» Task description
Restate the full set of records exactly, word for word.

[Stored records]
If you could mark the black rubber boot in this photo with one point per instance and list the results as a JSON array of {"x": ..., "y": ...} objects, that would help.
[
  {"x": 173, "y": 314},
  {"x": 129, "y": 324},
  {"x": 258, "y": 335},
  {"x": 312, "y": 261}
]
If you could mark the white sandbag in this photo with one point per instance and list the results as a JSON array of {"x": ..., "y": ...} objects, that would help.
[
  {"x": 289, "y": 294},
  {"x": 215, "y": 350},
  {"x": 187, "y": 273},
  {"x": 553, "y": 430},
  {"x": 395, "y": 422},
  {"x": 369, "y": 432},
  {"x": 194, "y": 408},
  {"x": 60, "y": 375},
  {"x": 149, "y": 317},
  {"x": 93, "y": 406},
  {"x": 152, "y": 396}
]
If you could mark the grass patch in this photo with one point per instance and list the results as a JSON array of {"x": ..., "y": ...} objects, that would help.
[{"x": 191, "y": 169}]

» Exercise output
If you could mark the black rubber boot in this photo with one point per instance and list the results as a JSON array of {"x": ..., "y": ...} objects, that would help.
[
  {"x": 173, "y": 314},
  {"x": 129, "y": 324},
  {"x": 258, "y": 335},
  {"x": 312, "y": 261}
]
If you could mark the white sandbag in this photo with one point per instance and list the results as a JSON array of {"x": ..., "y": ...} objects, that would help.
[
  {"x": 289, "y": 294},
  {"x": 215, "y": 350},
  {"x": 187, "y": 273},
  {"x": 553, "y": 430},
  {"x": 395, "y": 422},
  {"x": 369, "y": 432},
  {"x": 194, "y": 408},
  {"x": 60, "y": 375},
  {"x": 149, "y": 317},
  {"x": 93, "y": 406},
  {"x": 152, "y": 396}
]
If you could mark the grass patch in this photo with one point per instance and list the results as a JSON array of {"x": ..., "y": ...} objects, that would help.
[{"x": 191, "y": 169}]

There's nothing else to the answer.